• Texte extrait:

━━━━━━━━━━━━━━━━━━━━

Rémi Bordes :
« Rester dans la grotte » 15/04/2020 Le Monde
Ethnologue, il se rend souvent, seul, dans un hameau perdu du Népal pour
ses recherches. Il y vit une forme d’isolement social particulièrement
enrichissante.
Dans les cultures hindoues et bouddhiques, la réclusion volontaire est
tenue pour une conduite exemplaire. Depuis les temps immémoriaux, des ermites
viennent dans l’Himalaya se couper de tout lien et s’immobiliser à la recherche
du samadhi, l’« enstase ». Ils représentent un idéal dont de
nombreux rites destinés aux humains ordinaires vont rappeler la valeur. Ainsi
« rester dans la grotte », gupha bosné, désigne au Népal la
claustration des jeunes filles lors de leurs premières règles (dans la
pratique, on se contentera souvent d’une simple pièce noire, une étable si
possible) ; cette même expression qualifie aussi par métaphore tout
isolement social, effectué dans un esprit de réserve et de méditation, par des
hommes aussi bien que des femmes.

━━━━━━━━━━━━━━━━━━━━

• Données enregistrées:
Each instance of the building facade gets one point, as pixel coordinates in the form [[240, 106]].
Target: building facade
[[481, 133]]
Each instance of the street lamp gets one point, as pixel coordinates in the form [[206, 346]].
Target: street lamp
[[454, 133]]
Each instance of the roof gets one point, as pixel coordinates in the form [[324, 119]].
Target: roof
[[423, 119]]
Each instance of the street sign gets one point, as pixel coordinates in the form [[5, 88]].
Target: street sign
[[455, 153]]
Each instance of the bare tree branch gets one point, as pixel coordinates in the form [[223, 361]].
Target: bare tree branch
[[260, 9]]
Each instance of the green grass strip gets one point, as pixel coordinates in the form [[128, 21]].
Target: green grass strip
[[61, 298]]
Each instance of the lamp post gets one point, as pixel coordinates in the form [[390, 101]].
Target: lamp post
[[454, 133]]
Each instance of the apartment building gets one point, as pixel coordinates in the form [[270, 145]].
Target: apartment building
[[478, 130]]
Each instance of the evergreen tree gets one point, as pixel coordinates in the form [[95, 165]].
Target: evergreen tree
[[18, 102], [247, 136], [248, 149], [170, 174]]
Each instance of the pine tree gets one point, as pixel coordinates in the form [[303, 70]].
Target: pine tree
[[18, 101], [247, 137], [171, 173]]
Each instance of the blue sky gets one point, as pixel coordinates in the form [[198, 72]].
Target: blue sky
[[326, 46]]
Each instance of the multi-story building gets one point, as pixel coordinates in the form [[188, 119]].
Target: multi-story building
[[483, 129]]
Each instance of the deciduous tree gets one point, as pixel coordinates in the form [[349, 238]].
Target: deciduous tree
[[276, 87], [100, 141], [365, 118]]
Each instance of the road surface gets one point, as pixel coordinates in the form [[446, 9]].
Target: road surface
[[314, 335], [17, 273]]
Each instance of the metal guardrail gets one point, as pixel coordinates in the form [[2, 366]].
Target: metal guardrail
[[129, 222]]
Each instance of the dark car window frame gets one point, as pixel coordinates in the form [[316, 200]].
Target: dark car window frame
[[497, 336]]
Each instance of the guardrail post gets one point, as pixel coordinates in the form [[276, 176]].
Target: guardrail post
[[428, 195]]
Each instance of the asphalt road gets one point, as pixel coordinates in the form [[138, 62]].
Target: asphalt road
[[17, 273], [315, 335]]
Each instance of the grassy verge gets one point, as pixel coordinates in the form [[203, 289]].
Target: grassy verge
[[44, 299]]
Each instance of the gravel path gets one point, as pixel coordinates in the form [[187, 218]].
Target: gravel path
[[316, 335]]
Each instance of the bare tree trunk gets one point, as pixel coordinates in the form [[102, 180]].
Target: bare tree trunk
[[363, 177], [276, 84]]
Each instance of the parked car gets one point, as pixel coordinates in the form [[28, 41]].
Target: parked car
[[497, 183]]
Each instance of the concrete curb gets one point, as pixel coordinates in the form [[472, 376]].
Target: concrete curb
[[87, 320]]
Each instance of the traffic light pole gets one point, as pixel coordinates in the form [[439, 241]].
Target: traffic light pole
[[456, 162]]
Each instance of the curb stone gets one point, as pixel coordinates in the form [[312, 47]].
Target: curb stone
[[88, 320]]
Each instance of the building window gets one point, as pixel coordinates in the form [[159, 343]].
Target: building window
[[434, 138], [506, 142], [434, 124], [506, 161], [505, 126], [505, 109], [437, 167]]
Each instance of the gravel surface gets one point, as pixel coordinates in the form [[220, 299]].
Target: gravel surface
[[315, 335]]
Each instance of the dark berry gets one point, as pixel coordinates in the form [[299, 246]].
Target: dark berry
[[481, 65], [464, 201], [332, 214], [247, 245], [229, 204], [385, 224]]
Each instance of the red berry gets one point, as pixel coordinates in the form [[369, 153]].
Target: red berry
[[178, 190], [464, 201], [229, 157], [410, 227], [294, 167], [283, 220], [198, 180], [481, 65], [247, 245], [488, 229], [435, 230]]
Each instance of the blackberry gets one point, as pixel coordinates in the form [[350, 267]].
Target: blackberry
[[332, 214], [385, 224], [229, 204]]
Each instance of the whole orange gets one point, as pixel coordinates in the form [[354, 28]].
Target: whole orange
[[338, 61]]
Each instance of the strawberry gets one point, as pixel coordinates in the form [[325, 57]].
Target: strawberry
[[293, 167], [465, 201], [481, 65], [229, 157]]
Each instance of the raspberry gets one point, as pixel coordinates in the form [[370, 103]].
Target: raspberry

━━━━━━━━━━━━━━━━━━━━

• Exercice: Poursuivez le texte sur la réclusion volontaire au Népal à partir de sa dernière phrase. Les entrées n'ont aucun lien avec le texte sur la réclusion volontaire au Népal.

• Résultat de l'exercice:
Plutôt que d’isoler, ce type de confinement vous
confie les clés d’un autre espace
Afin de poursuivre mes recherches, je me rends souvent au Népal sans proche
ni collaborateur, et j’y demeure parmi les gens du commun, dans une relative
précarité. Les finalités de ces séjours ont peu à voir avec celles d’une
pratique monastique, mais il est vrai qu’ils tiennent aussi de la réclusion
volontaire. Privé de relations familières et de tout un mode de fonctionnement,
on se retrouve « seul » et à la marge. Pourtant, plutôt que
d’isoler, ce type de confinement vous confie les clés d’un autre espace.
A chaque trajet vers le minuscule endroit où j’ai mes quartiers recommence
le pèlerinage vers nulle part. La capitale, Katmandou, nonchalamment affairée,
pose sur le regard la guirlande de l’attention ; puis, vingt heures
d’autocar plus loin, Dhangadhi dans sa moiteur vous cueille comme un oisillon
tiré du nid ; dix heures encore par des jungles bleutées, un insignifiant
chef-lieu brouille les pistes ; quelques heures de marche, encore un
hameau, encore une maison, et vous y êtes. Puis, les visages amis, et ce
silence très dense, ce murmure de cloches votives et de bétail, les psalmodies
et les vieilles radios qui toussent.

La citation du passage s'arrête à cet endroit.